Zähle alle Völker auf, deren Einfluss auf die deutsche Sprache im Textausschnitt über das Buch „I think I Spider“ erwähnt wird.

#### Textausschnitt:

===

Hülle von "I think I Spider" vom Duden-Verlag.

Hülle von „I think I Spider“ vom Duden-Verlag.

Buch über Worthülsen, Wichtigtuerei – und sinnvolle Impulse für unsere Sprache

Vorbei die Zeiten, in den wir die Wahl hatten und für oder gegen etwas votierten – heute voten wir nur noch. Auch fällt es inzwischen schwer, Ereignisse oder gar Höhepunkte anzukündigen, da wir nonstopp Events und Highlights zu announcen haben. Derartige Perlen denglischer Sprachakrobatik hat der Journalist Andreas Hock gesammelt und breitet sie nun in dem unterhaltsamen Büchlein „I think I Spider“ vor seiner geneigten Leserschaft aus.

„Eine moderne Sprache muss sich weiterentwickeln“

Dankenswerterweise verzichtete er dabei auf den leicht eifernden Duktus mancher Sprachretter, sondern sieht das ins Deutsche einsickernde Englisch – einmal abgesehen von vielen Entleisungen – auch als Bereicherung: „Eine moderne Sprache muss sich weiterentwickeln und verändern, will sie nicht vertrocknen und auf einem Stand von vor Hunderten Jahren zur Stammessprache verkommen, die nur noch von einer verschwindend geringen Minderheit gesprochen wird“, betont er. Zu erinnern sie an dieser Stelle an die starken Einflüsse der Slawen, Araber, Römer und schließlich der Franzosen auf unsere Sprache, die ohne all diese Zisch- und Kehllaute, ohne die eleganten frankophonen Einsprengsel wohl kaum ihre heutige Ausdrucksbreite gefunden hätte.

===

Einträge aus einem Datensatz mit Punktannotationen
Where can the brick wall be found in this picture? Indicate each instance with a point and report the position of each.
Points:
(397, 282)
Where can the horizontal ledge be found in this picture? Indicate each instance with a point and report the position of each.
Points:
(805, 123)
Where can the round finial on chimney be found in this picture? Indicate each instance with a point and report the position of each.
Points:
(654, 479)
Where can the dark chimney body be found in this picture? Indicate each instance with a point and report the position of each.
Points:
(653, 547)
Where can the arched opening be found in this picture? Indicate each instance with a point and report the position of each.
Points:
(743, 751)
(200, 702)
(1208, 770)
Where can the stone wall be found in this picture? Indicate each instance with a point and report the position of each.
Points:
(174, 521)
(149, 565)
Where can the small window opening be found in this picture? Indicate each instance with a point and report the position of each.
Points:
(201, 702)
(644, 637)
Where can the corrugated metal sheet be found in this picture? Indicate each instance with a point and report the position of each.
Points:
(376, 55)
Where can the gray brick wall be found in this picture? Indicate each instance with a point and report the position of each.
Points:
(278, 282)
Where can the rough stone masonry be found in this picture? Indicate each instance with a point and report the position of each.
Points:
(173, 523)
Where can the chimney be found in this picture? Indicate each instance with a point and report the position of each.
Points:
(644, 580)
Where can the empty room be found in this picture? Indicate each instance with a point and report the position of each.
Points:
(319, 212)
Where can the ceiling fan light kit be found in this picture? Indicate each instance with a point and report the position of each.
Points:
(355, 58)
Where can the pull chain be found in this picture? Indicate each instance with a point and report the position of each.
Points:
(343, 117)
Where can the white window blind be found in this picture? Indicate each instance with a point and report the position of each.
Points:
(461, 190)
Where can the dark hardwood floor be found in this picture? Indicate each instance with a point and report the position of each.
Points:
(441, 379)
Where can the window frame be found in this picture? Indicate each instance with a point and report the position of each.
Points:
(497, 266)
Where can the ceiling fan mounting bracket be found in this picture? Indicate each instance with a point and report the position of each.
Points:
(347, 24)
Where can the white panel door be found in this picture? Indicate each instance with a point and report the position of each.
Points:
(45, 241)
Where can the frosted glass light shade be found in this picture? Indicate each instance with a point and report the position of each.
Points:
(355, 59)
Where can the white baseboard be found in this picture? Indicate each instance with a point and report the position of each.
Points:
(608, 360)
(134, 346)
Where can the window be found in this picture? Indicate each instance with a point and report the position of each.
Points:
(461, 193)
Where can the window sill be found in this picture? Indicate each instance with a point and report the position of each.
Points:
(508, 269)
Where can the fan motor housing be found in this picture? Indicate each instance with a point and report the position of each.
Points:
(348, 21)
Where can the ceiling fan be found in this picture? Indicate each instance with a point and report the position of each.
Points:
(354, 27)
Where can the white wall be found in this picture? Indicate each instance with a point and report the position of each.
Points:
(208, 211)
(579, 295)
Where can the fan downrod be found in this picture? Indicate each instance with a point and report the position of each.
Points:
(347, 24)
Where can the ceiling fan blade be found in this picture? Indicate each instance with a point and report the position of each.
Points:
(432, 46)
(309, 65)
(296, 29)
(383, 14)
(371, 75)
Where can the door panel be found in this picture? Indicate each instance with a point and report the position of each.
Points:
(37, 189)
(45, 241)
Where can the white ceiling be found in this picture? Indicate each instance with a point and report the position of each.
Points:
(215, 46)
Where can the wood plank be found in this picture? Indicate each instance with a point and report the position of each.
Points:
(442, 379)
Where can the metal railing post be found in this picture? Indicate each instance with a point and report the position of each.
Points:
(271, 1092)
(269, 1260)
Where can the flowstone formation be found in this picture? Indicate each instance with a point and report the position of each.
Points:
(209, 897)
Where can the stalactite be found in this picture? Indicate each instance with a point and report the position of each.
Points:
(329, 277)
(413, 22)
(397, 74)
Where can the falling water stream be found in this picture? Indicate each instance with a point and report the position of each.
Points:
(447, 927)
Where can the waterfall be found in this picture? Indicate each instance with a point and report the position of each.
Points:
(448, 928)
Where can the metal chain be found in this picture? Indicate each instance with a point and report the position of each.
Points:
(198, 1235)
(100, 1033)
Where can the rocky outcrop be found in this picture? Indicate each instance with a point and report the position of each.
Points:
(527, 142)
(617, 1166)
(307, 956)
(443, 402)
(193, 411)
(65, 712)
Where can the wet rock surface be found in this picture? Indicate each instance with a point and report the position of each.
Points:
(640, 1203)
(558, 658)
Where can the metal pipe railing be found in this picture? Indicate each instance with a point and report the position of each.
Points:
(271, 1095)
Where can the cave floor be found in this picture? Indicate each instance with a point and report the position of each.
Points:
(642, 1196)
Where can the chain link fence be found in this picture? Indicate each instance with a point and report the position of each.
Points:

===

#### Lösung:
Slawen, Araber, Römer, Franzosen